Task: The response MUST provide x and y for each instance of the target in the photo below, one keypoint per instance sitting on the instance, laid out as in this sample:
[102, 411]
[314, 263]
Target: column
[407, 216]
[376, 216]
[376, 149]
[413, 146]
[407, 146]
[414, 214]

## WHAT TO WORK ON
With every line intact, reproduce the listing verbatim.

## RESULT FOR THIS EXERCISE
Task: The response MUST provide x and y for each instance of the target in the photo below, one keypoint per instance sitting on the instance, laid out as in this sample:
[102, 411]
[314, 263]
Target: column
[407, 216]
[376, 216]
[376, 149]
[413, 146]
[407, 146]
[414, 214]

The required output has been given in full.